- **WHAT YOU NEED TO DO**: From the records below, keep only the lines that contain the word "seed" and copy each of them in full.
○ ○ ○
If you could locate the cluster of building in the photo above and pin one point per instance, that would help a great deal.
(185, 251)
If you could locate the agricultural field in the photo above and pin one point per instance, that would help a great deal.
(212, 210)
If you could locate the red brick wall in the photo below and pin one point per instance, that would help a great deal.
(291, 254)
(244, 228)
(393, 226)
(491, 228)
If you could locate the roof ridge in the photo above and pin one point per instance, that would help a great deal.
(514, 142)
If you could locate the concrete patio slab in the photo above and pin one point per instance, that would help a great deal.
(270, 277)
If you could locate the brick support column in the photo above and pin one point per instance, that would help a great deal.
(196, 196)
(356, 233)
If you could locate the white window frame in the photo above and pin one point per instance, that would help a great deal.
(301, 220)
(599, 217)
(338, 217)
○ ○ ○
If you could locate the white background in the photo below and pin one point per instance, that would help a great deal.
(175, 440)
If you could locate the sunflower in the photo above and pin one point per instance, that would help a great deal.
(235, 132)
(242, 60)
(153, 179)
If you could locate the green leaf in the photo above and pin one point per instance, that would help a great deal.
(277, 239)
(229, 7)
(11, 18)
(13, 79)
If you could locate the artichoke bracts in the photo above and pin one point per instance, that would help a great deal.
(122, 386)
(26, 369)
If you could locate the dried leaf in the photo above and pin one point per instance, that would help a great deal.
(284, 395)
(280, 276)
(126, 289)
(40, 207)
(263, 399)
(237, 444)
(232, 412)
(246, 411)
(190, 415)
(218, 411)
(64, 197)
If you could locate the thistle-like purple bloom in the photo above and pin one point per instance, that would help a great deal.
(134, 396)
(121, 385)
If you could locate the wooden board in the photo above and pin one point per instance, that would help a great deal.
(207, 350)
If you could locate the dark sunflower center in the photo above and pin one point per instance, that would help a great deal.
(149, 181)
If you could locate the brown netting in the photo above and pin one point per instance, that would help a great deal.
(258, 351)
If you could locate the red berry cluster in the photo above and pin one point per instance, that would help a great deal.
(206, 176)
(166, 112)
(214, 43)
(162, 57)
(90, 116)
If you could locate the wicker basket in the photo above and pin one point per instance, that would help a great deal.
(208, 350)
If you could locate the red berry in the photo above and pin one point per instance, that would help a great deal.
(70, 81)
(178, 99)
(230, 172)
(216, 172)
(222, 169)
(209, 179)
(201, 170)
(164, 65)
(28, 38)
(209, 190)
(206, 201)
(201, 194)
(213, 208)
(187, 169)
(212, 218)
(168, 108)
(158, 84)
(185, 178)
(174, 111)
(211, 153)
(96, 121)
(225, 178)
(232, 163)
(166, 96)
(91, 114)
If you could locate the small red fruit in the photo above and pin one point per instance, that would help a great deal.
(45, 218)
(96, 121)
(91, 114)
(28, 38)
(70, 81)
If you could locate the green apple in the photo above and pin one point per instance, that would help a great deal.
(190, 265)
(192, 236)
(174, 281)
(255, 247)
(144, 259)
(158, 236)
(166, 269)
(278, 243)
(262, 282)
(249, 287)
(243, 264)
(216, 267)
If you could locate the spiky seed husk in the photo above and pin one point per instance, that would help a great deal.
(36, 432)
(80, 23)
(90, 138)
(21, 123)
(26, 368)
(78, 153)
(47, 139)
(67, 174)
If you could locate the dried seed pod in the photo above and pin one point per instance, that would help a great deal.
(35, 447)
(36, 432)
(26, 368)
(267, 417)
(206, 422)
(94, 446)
○ ○ ○
- **COMPLETED EXERCISE**:
If you could locate the spiky seed husk in the photo above and pin one point per instance, that would help a great deal.
If you could locate the dried seed pod in the photo above and pin one point per instance, that would help a great deal.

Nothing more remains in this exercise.